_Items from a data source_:
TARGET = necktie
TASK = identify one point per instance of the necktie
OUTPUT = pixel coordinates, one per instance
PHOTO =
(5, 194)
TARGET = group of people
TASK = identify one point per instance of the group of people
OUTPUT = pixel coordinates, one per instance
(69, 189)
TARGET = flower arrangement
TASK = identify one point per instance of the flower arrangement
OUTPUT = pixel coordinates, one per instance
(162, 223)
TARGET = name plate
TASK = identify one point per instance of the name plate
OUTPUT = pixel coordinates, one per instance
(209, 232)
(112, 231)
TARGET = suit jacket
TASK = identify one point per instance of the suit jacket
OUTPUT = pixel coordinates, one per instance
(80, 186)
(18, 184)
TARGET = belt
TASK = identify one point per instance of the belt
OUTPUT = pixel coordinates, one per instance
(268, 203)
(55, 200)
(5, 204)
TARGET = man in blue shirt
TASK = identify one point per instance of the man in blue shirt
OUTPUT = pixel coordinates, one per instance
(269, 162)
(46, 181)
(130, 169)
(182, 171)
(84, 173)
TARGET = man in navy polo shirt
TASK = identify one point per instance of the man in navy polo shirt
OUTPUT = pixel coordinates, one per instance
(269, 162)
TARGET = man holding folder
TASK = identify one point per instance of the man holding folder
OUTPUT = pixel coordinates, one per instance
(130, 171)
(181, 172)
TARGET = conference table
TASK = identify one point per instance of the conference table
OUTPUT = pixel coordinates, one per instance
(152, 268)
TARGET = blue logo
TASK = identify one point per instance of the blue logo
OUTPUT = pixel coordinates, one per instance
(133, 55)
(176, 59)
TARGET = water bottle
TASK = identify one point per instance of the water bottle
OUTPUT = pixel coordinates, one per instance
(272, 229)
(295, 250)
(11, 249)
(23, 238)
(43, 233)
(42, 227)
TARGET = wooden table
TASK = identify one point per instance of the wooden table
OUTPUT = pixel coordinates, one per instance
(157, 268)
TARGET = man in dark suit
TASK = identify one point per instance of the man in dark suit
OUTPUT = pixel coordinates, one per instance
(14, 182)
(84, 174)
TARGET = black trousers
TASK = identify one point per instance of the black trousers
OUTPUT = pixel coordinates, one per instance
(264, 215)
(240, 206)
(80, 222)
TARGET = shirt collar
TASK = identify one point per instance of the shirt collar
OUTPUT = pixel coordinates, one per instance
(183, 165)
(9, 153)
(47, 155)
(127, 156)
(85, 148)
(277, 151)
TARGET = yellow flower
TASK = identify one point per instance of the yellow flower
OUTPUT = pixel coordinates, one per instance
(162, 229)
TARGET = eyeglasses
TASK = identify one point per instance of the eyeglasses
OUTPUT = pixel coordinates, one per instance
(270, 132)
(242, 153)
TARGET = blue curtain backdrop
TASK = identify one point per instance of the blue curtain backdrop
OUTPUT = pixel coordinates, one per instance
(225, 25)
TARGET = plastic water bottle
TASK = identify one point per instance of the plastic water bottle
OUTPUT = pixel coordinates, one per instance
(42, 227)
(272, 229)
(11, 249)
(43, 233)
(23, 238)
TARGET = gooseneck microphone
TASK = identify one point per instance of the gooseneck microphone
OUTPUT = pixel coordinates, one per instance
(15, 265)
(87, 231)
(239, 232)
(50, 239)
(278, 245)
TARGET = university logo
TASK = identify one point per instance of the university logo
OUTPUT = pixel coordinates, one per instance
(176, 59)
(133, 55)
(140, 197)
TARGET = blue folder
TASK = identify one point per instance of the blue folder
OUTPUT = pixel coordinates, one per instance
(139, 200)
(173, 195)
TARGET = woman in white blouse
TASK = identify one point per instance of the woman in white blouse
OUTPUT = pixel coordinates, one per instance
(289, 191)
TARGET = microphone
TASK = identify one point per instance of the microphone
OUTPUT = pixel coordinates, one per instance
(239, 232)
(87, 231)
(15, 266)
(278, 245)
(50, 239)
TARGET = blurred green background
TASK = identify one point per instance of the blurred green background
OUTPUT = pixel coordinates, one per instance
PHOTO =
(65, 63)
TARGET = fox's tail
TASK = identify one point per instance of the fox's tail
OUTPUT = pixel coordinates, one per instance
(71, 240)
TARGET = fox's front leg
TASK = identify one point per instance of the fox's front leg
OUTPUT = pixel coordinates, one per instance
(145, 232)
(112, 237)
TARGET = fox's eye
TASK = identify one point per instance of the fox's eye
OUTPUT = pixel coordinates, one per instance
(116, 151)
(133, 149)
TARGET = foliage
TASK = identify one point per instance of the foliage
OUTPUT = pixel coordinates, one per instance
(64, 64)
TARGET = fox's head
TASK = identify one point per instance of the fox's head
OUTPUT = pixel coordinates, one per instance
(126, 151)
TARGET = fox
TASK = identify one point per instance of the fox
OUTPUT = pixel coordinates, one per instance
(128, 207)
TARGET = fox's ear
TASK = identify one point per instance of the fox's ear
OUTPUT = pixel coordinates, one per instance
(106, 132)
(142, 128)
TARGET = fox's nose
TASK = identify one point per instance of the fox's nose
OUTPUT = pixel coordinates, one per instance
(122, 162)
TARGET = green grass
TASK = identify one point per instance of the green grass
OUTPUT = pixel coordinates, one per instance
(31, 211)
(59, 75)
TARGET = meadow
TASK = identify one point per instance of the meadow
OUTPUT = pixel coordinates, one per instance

_To be done_: Starting at the line that has "TARGET = woman in white blouse" and continuing through the end of the listing, reproduce those lines with "fox's" swapped for "animal's" and nothing else altered.

_Exercise answer_:
TARGET = woman in white blouse
TASK = identify one point per instance of the woman in white blouse
OUTPUT = pixel coordinates, one per instance
(289, 191)
TARGET = microphone
TASK = identify one point per instance of the microphone
OUTPUT = pixel coordinates, one per instance
(239, 232)
(87, 231)
(15, 266)
(278, 245)
(50, 239)
TARGET = blurred green background
TASK = identify one point per instance of the blurred green background
OUTPUT = pixel coordinates, one per instance
PHOTO =
(65, 63)
TARGET = animal's tail
TASK = identify one point per instance of the animal's tail
OUTPUT = pixel coordinates, one per instance
(71, 240)
TARGET = animal's front leg
TASK = identify one point per instance of the animal's front leg
OUTPUT = pixel coordinates, one per instance
(145, 232)
(112, 237)
TARGET = animal's eye
TASK = identify one point per instance of the animal's eye
OUTPUT = pixel coordinates, one per instance
(116, 151)
(133, 149)
TARGET = foliage
TASK = identify one point per instance of the foliage
OUTPUT = pixel coordinates, one per instance
(64, 64)
TARGET = animal's head
TASK = identify one point per instance of the animal's head
OUTPUT = pixel coordinates, one per instance
(126, 151)
TARGET = fox
TASK = identify one point per instance of the fox
OUTPUT = pixel coordinates, one per instance
(128, 207)
TARGET = animal's ear
TASK = identify one point per instance of the animal's ear
OUTPUT = pixel coordinates, one per instance
(106, 132)
(142, 128)
TARGET = animal's nose
TASK = identify one point per instance of the animal's nose
OUTPUT = pixel coordinates, one per instance
(122, 162)
TARGET = green grass
TASK = identify one point per instance of the green grass
OUTPUT = pixel coordinates, one per instance
(31, 211)
(59, 75)
TARGET = meadow
TASK = identify one point per instance of the meadow
OUTPUT = pixel coordinates, one per instance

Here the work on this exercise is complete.